[[ Materials provided open ]]

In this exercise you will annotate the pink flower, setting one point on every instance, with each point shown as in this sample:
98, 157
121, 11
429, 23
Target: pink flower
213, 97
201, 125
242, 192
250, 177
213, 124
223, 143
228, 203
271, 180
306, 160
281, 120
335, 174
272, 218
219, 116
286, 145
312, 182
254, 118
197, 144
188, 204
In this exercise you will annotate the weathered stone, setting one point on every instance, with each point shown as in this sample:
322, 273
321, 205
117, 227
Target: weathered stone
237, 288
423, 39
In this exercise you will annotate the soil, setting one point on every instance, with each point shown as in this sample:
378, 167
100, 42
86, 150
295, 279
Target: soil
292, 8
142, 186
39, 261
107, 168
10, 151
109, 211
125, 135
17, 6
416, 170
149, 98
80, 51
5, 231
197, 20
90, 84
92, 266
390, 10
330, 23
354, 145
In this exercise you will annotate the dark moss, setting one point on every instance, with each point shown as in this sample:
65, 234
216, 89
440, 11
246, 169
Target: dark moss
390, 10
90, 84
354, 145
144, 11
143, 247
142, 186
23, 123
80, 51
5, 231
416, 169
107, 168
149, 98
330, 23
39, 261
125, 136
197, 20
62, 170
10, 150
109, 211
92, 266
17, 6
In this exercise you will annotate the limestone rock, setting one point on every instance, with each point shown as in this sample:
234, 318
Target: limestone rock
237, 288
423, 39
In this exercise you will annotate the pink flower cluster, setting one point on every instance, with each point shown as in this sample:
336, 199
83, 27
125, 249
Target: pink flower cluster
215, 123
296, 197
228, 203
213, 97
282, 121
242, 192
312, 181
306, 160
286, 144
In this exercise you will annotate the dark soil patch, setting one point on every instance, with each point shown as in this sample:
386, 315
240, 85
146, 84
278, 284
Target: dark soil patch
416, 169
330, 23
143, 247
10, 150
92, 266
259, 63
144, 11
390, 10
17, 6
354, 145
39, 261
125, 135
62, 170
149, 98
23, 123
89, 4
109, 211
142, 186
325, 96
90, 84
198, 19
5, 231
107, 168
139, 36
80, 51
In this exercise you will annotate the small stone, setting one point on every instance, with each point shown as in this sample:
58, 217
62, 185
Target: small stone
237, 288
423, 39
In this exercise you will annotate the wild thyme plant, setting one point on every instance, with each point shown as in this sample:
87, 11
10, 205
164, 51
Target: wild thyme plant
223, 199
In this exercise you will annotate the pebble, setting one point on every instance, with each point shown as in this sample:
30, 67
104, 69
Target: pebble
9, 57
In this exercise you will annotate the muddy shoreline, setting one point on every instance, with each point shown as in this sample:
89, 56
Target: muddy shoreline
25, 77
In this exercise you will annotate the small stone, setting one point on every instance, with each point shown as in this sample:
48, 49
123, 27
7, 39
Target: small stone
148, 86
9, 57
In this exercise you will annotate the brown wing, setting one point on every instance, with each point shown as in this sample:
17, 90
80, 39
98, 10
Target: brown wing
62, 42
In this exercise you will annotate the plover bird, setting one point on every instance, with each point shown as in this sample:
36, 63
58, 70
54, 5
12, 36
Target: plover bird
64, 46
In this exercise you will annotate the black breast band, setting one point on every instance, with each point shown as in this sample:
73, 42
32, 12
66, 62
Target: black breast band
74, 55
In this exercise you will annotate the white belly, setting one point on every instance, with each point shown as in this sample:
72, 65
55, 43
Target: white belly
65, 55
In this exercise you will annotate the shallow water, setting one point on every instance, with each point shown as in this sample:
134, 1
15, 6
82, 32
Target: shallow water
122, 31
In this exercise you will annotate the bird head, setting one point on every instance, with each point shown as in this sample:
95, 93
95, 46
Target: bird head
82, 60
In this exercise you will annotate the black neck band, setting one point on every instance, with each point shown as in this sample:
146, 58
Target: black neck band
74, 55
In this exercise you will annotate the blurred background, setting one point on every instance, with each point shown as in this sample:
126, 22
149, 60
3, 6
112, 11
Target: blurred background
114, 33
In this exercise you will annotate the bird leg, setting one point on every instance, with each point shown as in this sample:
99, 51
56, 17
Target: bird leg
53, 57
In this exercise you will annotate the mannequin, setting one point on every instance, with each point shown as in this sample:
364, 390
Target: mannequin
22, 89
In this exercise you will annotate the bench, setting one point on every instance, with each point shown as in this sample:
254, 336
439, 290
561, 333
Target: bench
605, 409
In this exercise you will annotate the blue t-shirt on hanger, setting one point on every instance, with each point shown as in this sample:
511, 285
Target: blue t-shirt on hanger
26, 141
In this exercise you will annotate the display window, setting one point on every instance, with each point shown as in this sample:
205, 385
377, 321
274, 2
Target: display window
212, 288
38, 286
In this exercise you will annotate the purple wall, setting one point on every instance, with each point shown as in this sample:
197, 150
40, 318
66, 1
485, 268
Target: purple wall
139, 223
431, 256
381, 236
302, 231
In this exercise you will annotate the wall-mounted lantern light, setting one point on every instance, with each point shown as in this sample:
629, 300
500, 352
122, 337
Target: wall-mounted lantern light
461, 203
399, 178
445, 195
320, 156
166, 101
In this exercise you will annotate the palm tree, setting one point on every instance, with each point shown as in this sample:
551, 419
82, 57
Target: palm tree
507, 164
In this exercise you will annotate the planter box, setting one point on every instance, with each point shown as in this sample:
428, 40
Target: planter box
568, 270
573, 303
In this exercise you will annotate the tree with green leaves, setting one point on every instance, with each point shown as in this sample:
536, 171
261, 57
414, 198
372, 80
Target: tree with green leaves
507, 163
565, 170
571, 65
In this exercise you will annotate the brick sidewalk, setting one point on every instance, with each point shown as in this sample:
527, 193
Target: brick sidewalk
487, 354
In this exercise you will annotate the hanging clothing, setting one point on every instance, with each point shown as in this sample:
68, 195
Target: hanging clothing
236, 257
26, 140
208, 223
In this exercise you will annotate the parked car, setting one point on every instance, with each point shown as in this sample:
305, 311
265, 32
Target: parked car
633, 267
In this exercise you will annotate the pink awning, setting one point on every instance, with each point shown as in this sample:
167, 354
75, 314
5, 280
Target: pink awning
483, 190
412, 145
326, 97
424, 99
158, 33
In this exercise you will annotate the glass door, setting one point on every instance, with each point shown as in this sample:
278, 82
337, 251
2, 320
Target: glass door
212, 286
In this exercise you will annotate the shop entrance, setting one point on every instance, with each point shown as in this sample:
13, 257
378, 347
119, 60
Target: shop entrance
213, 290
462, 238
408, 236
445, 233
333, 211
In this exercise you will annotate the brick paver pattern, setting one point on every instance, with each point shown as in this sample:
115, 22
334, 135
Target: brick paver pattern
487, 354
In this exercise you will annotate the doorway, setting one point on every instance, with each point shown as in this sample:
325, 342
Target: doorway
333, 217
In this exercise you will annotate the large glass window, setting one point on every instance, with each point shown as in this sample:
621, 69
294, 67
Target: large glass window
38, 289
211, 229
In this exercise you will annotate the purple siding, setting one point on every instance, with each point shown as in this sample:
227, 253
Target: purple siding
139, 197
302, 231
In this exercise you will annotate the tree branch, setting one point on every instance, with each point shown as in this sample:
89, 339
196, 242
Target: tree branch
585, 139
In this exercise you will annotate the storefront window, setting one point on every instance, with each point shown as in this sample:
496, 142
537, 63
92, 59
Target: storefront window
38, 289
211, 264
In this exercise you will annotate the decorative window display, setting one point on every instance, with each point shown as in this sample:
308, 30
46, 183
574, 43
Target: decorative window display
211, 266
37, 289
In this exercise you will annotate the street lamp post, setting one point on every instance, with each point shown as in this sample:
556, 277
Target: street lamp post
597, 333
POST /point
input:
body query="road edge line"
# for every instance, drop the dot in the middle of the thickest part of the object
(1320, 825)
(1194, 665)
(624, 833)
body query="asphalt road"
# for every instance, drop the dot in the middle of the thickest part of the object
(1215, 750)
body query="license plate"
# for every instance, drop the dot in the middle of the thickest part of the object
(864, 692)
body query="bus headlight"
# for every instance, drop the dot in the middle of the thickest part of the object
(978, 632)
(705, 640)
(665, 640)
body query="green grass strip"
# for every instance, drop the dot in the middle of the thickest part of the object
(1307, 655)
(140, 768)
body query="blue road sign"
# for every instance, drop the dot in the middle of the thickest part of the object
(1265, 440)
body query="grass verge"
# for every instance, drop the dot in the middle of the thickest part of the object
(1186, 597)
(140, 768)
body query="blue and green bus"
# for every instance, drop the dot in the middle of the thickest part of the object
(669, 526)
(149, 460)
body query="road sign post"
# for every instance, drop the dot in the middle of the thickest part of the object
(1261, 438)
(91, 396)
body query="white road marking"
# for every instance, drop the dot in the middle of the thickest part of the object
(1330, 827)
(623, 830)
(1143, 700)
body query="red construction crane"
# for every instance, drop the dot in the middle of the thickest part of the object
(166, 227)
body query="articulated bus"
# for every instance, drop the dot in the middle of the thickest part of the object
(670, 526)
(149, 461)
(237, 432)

[[ Materials provided closed ]]

What you need to do: What the answer needs is every line from the data above with "road" in it.

Response box:
body query="road edge line"
body query="asphalt road"
body query="blue road sign"
body query="road sign post"
body query="white road marking"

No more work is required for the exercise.